SOURCE PASSAGE:
◇ ◇ ◇ ◇

Besides solving the loading of the data towards a distributed infrastructure, we developed an implementation of the WOFOST model that combines high numerical performance with the integration of Spark allowing it to be “applied” onto the Spark data frame. In this approach, a row in the Spark data frame is taken by the WOFOST model and the row contents are unpacked and used as input for running the simulation. Given the inherent distributed nature of Spark, this means that WOFOST simulations can be distributed across all the available cluster nodes. Outputs from the WOFOST simulations, are collected back into a Spark data frame which allows further post-processing or exporting (e.g. into a NoSQL database) for future analysis.

Performance gains

Together with UBITech we tested the performance of our system on several configurations ranging from high performance laptops to a small Kubernetes cluster in order to ensure that this system could robustly function under different architectures. Moreover, we compared it with the current approach used by JRC MARS which is based on directly loading from a relational database and a manual split of tasks across crop simulation processes. The table below demonstrates that the approach we developed is already 6x times faster in raw processing speed when run on equivalent hardware compared to the current JRC-MARS approach (green cells). This includes the export of JSON data from the relational database. On more modern hardware (Core i9 processor) a further 5x increase in speed is obtained.

◇ ◇ ◇ ◇

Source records

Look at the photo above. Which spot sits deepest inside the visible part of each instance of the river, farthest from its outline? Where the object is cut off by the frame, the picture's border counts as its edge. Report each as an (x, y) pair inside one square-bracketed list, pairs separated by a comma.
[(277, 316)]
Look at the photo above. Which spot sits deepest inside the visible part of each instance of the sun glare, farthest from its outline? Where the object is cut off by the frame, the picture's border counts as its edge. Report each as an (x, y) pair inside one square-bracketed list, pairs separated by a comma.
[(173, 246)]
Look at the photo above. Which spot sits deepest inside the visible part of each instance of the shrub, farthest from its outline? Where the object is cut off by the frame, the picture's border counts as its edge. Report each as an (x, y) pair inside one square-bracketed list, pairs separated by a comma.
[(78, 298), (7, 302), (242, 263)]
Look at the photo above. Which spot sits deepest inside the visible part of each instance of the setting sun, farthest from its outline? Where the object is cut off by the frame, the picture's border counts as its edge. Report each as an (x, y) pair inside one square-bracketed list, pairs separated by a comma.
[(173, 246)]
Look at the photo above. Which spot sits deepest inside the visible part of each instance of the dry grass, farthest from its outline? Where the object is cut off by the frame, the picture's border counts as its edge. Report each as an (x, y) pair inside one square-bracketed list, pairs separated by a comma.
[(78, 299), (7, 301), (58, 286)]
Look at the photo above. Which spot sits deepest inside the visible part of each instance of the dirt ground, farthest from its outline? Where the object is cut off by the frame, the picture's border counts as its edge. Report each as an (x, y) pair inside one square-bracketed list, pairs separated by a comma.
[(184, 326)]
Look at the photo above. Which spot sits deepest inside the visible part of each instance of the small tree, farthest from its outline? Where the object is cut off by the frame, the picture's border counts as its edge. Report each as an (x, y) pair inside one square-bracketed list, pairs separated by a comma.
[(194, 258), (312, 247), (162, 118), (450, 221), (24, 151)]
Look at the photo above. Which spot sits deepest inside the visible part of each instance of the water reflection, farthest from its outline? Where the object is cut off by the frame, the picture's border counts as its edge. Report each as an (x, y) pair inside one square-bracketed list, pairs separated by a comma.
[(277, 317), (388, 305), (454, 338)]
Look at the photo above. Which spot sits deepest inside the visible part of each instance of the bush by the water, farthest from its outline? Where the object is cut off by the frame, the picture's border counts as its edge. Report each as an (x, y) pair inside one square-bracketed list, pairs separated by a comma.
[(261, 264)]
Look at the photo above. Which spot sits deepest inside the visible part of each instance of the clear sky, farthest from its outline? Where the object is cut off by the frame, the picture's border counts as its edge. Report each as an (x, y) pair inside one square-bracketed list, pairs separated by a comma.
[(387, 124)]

◇ ◇ ◇ ◇

TASK LIST:
1: Please reproduce the WOFOST passage between "Together with UBITech" and "speed is obtained.", inclusive.
2: Resume the WOFOST passage from the point where it stops.

PER-TASK OUTPUTS:
1:
Together with UBITech we tested the performance of our system on several configurations ranging from high performance laptops to a small Kubernetes cluster in order to ensure that this system could robustly function under different architectures. Moreover, we compared it with the current approach used by JRC MARS which is based on directly loading from a relational database and a manual split of tasks across crop simulation processes. The table below demonstrates that the approach we developed is already 6x times faster in raw processing speed when run on equivalent hardware compared to the current JRC-MARS approach (green cells). This includes the export of JSON data from the relational database. On more modern hardware (Core i9 processor) a further 5x increase in speed is obtained.

2:
Another important aspect of our approach is the ability to scale across multiple nodes. This was tested using a spark cluster running on top of Kubernetes (figure 1). The results demonstrate that the system has the ability to scale seamlessly over multiple nodes in the cluster which confirms our approach. In this particular test, the use of a sharded MongoDB database did not increase performance but we suspect that the test set was still too small for the sharding to be beneficial.

Figure 1. Scaling behaviour of WOFOST Spark, including the option to use a sharded MongoDB.


The results from our demonstrator show that our approach successfully increases performance for processing of crop simulations for operational yield forecasting. It demonstrates that our system already has a 6-fold increase in raw performance while having the ability to scale across compute nodes leveraging the underlying Spark system. Since most of the data in the MongoDB database is static, only updates to the weather data are required in an operational setting which makes it easy to manage and operationalize. Further research is now focused at studying the scaling behaviour and finding efficient ways to post-process the model outputs.